While the mania for Barbie pink will surely fade away, the inspiration that designers and their clients get from films and TV is perennial. Whether it’s a kitchen inspired by It’s Complicated, living spaces that emulate a Wes Anderson movie, or a guest room that features board-game trinkets and art that nod to the movie Clue, imagery from small and large screens sparks people’s imaginations.
“When Something’s Gotta Give came out [in 2003], it had a big impact on interior designers,” says Gideon Mendelson, founder and creative director of Mendelson Group in New York. “All of a sudden everyone was paying attention to the Hamptons and was longing for that look.”
Mendelson’s own Hamptons home shares that Nancy Meyers–movie vibe, which he describes as “comfortable and casual, yet sophisticated and refined.”
“But there were no kids in that movie, and we have three, so there’s no beige linen here,” he says. “I also added a little more color and whimsicality, so there’s more of an eclectic mix. My wheelhouse is 1930s–to–1960s décor, so that’s infused into the house, too.”
Whether it’s their own home or a client’s, interior designers take inspiration from movies and TV, then layer in their own style or items that showcase the personality of the homeowners.
“I look at a room the way a film director looks through a camera lens,” Mendelson says. “It’s like a composition to try to convey an atmosphere, but in an actual space rather than on screen.”
More: Creating a Halloween Vibe at Home Without Any Kitsch
About a decade ago, a potential client asked Tracy Morris, founder of Tracy Morris Design in McLean, Virginia, to create an exact replica of the living room in 2009’s It’s Complicated, another Nancy Meyers movie.
“I ended up turning down that job because it’s one thing to be inspired, but I don’t want to plagiarize anything,” Morris says. “That was a hard no.”
To avoid being kitschy or producing a copy of a film set, designers prefer to focus on recreating a mood, a feeling, or a color palette rather than a replica of an inspirational scene.
“One of my clients always loved English country house–style libraries, so when they built a house in D.C., they told me to just think Harry Potter,” Morris says. “We installed dark walnut panels and a huge fireplace with gothic detailing in cast stone.”
More: Popcorn Ceilings Are out, but These Textured Surfaces Are Very Much In
Morris and other designers help their clients recognize what appeals to them about a room they’ve seen and how to incorporate those features with their personality and space. For example, if a client has a collection of chandeliers, they can be worked into different spaces in the house along with the signature elements of screen images, Morris says.
“Everyone loves that kitchen in Something’s Gotta Give with its Eastern coastal feel,” Morris says. “One client who asked for it said she also needed to ‘bomb-proof’ her kitchen because she has six kids. So, we shifted the design to fit her space, changed the counters and island to a hardy quartzite, then changed the cabinets to a creamier color instead of the white-white you see in the movie.”
In addition, that client wanted a Lacanche range, which provides a bright blue focal point that sets it apart from the movie’s kitchen, which has a stainless steel Wolf range.
“The first step when working with any client is to exchange images in a design-discovery phase,” Mendelson says. “When I see something from a client that reminds me of a movie or TV show, I mention it. But it’s very important in every project to create a unique and personal design, not a copycat of an image, no matter where it comes from.”

- **Records shown**
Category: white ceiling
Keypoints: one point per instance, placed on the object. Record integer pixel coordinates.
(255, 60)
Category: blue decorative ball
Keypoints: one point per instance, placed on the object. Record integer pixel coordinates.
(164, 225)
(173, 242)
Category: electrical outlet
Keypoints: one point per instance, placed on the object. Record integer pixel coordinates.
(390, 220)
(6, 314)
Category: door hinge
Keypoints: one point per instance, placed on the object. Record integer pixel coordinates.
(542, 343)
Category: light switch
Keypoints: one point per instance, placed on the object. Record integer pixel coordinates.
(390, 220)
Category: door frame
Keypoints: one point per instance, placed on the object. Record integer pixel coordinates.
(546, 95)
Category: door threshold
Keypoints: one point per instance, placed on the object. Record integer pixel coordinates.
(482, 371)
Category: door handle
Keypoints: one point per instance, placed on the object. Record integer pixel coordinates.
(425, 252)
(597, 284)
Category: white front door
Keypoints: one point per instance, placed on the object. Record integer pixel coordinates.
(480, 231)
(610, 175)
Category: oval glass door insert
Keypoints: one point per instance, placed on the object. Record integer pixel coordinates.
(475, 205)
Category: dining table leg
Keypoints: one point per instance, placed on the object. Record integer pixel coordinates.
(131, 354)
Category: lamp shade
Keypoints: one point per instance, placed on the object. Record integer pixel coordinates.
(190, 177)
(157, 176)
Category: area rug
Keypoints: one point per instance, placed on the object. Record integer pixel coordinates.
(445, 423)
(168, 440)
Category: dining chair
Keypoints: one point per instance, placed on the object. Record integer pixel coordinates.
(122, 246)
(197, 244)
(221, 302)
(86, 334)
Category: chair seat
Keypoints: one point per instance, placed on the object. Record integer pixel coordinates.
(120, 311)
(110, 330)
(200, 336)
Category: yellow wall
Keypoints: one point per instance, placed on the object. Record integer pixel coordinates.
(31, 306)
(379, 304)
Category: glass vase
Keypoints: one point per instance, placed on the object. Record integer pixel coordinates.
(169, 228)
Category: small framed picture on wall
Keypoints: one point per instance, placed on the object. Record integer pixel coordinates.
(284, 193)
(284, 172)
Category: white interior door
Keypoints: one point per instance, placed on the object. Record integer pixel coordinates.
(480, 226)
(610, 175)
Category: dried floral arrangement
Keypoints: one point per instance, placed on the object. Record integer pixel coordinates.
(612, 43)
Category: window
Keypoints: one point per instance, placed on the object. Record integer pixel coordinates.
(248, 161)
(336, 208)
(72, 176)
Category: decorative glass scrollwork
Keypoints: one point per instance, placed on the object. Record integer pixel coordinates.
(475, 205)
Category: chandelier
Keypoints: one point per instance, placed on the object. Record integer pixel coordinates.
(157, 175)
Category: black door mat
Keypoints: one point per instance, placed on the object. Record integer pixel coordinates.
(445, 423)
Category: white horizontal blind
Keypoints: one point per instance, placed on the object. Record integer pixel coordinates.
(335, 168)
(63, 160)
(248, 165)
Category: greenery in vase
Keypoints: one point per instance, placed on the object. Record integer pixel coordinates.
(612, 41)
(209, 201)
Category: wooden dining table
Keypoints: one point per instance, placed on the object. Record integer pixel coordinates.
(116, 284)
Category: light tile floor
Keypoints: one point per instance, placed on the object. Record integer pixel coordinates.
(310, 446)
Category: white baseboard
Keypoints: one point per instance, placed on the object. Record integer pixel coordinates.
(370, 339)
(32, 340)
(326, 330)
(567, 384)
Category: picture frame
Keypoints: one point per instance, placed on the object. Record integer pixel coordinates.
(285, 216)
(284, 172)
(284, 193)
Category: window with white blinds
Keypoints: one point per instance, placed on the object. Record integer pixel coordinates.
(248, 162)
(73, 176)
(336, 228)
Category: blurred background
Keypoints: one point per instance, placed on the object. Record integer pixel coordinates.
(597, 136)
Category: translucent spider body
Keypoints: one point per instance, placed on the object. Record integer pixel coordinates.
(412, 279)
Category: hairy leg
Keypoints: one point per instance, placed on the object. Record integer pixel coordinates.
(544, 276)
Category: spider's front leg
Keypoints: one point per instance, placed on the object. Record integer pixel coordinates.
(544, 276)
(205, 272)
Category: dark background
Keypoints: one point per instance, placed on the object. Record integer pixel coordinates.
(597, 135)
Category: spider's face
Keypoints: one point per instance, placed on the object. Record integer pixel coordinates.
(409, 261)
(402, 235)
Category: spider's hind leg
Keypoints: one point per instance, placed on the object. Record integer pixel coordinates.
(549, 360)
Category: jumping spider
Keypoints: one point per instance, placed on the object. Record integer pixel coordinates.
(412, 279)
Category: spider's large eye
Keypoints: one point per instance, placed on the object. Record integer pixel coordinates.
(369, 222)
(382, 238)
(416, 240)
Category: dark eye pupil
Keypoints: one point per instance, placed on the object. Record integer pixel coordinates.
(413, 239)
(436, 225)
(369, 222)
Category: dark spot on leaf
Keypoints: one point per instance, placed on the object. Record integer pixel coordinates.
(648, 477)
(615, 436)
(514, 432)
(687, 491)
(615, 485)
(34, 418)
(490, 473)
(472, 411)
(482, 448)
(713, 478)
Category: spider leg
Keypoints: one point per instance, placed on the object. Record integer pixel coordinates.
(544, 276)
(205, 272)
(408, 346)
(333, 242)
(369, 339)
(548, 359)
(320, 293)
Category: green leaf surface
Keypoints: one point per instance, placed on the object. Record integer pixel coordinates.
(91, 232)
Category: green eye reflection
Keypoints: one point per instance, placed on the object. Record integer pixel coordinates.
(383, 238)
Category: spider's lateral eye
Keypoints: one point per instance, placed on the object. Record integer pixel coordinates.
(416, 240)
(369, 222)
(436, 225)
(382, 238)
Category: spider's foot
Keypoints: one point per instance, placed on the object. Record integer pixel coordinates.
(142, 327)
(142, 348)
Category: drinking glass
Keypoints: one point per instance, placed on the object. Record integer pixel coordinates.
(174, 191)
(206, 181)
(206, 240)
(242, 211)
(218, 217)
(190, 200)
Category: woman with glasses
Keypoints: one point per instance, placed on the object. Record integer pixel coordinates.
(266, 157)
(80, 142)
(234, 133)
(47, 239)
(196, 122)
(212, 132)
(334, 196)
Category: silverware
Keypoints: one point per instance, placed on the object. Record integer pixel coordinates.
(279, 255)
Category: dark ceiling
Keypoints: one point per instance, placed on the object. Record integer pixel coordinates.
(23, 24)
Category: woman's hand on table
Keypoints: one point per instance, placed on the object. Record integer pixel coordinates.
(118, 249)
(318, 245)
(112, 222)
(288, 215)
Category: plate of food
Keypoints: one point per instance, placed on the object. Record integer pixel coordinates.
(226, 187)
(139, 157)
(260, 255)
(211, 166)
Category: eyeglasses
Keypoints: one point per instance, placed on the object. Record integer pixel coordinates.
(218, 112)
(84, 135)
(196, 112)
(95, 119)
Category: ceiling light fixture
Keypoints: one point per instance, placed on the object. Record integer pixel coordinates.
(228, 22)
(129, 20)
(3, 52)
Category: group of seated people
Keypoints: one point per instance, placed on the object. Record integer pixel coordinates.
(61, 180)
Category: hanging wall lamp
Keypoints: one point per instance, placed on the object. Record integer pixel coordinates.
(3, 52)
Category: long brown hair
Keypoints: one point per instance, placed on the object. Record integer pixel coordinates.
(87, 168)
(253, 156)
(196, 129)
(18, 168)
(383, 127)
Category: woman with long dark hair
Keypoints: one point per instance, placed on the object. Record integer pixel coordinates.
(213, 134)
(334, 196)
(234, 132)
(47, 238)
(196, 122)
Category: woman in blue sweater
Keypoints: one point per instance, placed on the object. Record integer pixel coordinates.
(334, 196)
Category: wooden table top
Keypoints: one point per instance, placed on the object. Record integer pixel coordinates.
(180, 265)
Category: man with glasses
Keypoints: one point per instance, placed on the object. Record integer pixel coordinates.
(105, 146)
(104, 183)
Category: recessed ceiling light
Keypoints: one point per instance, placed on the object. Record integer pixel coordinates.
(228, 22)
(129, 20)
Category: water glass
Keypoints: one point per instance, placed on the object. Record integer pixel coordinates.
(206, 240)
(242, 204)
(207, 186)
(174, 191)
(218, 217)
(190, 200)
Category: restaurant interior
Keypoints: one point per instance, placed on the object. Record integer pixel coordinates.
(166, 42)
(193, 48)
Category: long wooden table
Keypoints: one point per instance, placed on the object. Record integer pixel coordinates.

- **Set problem**
In the piece on movie-inspired interior design, what range did the client with six kids want in her kitchen? The records come from a different source than the text.

- **Exercise answer**
A Lacanche range.